Decide whether each statement agrees with the Seltzer Bowling story below, answering yes or no and quoting the words of the story that settle it: 1. The family got their own seltzer maker in the late 2000s. 2. The kids agreed to move the game to the living room. 3. The family's apartment was on the eleventh floor.
══ DOCUMENT EXCERPT ══
Which brings me to one of the most common of fizzy drinks: seltzer. Jeanette and I have always been big fans of seltzer, and before we got DIY with our own seltzer maker in the late 2000s, we’d lug cases of Vintage brand seltzer home from the supermarket. I remember there were 12 liter-size bottles in each case. 

One day in the mid-1990s the kids were playing on the floor in our old, squarish kitchen in the Prospect Heights neighborhood of Brooklyn. Jeanette was also in the kitchen, whipping up dinner and scouring the real estate ads for an affordable place in Park Slope, the neighborhood just to the south. That was the fancy part of town, so naturally it was also where the good school district was. And schools were on our mind because the kids were edging toward school age. Patrick was 4 or so, and Clara maybe 3. 

Anyway, as Jeanette zipped around the kitchen, the kids were probably playing a game they played a lot back then. It was called “Walk the Plank” and it took place on our Playmobil pirate ship. The crew that walked the plank were various dolls and Lego figures and maybe an unlucky animal toy or two.

The Pirate Ship. Her glory days are long gone.

Soon, though, everybody had walked the plank, so the kids turned to another game, one that we called “Seltzer Bowling.” The equipment for this game was, unsurprisingly, bottles of seltzer, and there happened that day to be a full 12-pack of Vintage brand seltzer on the kitchen counter. That meant that the kids had 10 soda bottles that would be the bowling pins and 2 soda bottles that would be the bowling balls. Just like in real bowling. Perfect.

Now let me skip ahead past the actual play-by-play of the game, to my arrival home from work a few hours later, after the game was over. We lived then in a tall apartment house and as I walked down the corridor toward our eleventh-floor apartment, I could hear sounds of commotion. I could not make out the words that were being said, but I could tell from the tenor of the voices that things were not good.

I unlocked the apartment door and, before I even crossed the threshold, Jeanette deposited the kids — we could hold both of them at once in those days — into my arms.

“Take them,” she said. “Then pick up the seltzer bottles. They were playing that game you invented.”

“Well,” I thought. “Welcome home, Daddy!”

After I did as I was bidden, Jeanette unspooled for me the events of that afternoon. During the actual game of Seltzer Bowling, I learned, the tomato sauce was simmering —but so was Jeanette. The problem was basically spatial. The kids needed an alley, because you can’t do any kind of bowling without an alley, and that created problems as Jeanette hopped from fridge to stove to real estate ads. Her suggestion that the kids move the game to the living room was rejected, because you can’t roll seltzer bottles on a rug. Which I must say sounds sensible to me.

So the game was played in the kitchen. But even as early as Frame 3, Jeanette had expressed disapproval of this game several times.

Not good for Seltzer Bowling.

“It can make a mess for Mommy, guys,” she warned. This idea had little impact; the kids were fully engaged. The physics of rolling a full liter bottle of seltzer straight is complicated. Again, it’s materials engineering. 

In the middle of Frame 4 — close game! — Jeanette decided to elaborate on the messiness that she had alluded to.

“Do you like Seltzer Bowling?” she asked.

Even at their tender ages, the kids knew this wasn’t an informational type of question. But they answered earnestly.

“Yea, it’s great!” said Patrick, demonstrating his new push-and-steer bowling style.
═══
══ DATASET CONTENT ══
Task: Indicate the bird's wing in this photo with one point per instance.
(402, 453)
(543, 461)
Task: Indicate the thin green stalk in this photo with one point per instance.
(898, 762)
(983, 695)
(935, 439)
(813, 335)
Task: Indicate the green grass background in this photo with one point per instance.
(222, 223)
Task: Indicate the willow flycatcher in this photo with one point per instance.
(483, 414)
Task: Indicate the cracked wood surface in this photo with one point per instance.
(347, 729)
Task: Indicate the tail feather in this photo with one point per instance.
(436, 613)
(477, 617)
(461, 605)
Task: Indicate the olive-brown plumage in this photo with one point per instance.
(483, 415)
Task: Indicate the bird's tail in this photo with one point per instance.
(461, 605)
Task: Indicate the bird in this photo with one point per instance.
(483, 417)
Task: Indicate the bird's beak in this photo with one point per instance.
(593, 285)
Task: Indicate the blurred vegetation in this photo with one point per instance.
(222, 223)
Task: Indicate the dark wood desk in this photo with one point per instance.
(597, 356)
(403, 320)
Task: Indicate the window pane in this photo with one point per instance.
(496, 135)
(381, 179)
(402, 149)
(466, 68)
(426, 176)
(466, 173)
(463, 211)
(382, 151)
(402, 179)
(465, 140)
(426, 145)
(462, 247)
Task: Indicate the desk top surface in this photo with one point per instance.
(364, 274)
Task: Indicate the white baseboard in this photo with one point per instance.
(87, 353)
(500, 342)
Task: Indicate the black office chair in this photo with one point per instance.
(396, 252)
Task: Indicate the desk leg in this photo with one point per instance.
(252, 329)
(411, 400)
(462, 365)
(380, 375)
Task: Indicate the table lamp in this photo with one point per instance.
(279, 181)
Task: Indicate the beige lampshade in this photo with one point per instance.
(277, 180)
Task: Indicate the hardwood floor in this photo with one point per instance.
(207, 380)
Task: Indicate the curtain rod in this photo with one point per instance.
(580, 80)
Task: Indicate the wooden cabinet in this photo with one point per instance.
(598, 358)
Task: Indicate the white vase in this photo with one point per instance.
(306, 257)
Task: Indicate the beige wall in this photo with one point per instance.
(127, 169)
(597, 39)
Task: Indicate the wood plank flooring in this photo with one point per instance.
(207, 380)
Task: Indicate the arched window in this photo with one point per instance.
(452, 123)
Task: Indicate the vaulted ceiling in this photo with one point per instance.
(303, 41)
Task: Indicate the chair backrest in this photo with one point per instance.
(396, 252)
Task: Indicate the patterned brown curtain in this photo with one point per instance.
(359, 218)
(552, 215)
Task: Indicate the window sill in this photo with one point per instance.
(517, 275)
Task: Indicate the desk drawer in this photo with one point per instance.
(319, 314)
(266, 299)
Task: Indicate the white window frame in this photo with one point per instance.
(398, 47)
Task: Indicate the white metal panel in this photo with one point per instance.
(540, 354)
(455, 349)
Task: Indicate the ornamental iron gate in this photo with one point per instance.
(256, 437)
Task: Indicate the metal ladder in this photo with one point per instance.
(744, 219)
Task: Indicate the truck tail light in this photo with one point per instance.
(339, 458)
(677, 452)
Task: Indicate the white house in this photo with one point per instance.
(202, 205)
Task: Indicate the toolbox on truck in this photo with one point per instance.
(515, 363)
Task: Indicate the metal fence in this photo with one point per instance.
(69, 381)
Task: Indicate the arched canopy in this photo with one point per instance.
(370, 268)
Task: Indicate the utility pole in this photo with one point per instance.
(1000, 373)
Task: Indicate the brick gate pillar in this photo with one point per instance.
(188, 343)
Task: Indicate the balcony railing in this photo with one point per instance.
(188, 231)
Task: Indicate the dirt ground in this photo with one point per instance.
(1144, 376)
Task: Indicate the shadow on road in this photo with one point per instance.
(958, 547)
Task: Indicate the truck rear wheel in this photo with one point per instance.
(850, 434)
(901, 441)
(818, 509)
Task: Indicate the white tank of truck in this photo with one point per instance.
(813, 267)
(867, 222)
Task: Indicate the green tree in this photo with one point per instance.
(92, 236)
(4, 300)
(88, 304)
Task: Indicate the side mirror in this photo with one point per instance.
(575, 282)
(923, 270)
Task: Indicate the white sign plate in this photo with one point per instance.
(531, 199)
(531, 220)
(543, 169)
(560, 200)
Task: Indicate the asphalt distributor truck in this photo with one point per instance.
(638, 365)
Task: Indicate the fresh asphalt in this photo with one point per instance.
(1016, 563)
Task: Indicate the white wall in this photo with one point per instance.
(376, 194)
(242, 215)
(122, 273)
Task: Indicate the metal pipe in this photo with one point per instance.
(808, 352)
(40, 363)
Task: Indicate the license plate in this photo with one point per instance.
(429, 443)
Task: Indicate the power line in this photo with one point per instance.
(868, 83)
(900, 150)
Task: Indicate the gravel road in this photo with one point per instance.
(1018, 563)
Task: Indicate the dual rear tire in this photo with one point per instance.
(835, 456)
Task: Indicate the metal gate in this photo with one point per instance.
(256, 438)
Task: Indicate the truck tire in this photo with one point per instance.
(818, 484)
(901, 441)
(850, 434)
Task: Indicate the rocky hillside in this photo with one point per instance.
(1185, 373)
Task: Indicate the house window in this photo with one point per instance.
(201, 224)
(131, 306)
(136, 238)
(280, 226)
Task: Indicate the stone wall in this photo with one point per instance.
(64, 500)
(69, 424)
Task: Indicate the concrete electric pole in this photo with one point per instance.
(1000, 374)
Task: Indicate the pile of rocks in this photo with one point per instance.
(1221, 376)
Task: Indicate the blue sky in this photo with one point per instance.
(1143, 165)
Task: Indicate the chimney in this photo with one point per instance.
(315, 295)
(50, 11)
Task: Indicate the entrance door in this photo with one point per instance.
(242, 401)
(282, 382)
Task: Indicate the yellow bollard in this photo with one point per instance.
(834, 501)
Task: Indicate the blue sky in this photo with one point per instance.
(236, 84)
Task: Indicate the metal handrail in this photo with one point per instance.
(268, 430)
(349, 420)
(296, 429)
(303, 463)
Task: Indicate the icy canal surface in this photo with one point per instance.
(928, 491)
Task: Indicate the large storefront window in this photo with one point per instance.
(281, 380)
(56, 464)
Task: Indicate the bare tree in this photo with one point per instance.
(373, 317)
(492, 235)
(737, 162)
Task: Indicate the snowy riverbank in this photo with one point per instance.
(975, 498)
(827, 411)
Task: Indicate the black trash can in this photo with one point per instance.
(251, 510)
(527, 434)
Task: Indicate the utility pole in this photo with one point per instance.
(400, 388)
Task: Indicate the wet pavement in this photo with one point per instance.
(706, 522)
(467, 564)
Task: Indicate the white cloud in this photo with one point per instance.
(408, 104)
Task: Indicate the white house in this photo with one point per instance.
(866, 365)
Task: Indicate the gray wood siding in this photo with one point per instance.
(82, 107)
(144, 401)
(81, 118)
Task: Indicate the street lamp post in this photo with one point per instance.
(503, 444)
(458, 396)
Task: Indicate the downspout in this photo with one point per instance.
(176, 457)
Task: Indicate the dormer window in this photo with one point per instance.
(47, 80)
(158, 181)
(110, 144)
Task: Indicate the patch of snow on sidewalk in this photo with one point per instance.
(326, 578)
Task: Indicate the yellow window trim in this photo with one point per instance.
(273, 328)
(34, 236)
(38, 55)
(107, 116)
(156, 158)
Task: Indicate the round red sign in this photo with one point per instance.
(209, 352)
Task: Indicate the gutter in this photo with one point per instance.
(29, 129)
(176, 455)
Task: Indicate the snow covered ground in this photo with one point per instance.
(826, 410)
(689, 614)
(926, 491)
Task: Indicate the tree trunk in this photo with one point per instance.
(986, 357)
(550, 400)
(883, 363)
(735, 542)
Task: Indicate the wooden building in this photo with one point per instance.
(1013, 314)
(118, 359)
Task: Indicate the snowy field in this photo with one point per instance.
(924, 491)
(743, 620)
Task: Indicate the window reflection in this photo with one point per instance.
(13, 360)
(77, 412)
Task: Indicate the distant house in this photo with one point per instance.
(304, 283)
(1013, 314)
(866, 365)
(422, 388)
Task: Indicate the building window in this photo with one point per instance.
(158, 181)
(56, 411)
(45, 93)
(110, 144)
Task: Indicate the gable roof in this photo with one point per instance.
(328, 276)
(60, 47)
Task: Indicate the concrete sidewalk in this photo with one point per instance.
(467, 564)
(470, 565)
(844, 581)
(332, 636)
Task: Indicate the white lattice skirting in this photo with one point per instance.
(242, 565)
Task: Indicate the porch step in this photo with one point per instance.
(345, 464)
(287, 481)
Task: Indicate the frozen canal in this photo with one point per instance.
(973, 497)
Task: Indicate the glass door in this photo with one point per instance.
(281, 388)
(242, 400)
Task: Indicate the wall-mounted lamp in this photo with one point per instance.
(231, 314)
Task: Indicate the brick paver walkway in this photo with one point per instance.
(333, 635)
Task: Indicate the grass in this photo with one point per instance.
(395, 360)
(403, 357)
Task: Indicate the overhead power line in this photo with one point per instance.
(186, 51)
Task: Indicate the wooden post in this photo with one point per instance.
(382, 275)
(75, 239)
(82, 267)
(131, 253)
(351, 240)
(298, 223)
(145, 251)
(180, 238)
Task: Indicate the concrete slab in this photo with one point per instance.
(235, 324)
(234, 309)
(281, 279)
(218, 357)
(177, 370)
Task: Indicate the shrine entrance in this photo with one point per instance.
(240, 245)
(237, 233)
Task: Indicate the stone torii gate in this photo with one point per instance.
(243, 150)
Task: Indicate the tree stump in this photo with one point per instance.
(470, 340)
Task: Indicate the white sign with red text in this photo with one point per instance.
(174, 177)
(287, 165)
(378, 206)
═══
**SOLVED EXERCISE**
1. Yes: "before we got DIY with our own seltzer maker in the late 2000s"
2. No: "Her suggestion that the kids move the game to the living room was rejected, because you can’t roll seltzer bottles on a rug."
3. Yes: "as I walked down the corridor toward our eleventh-floor apartment"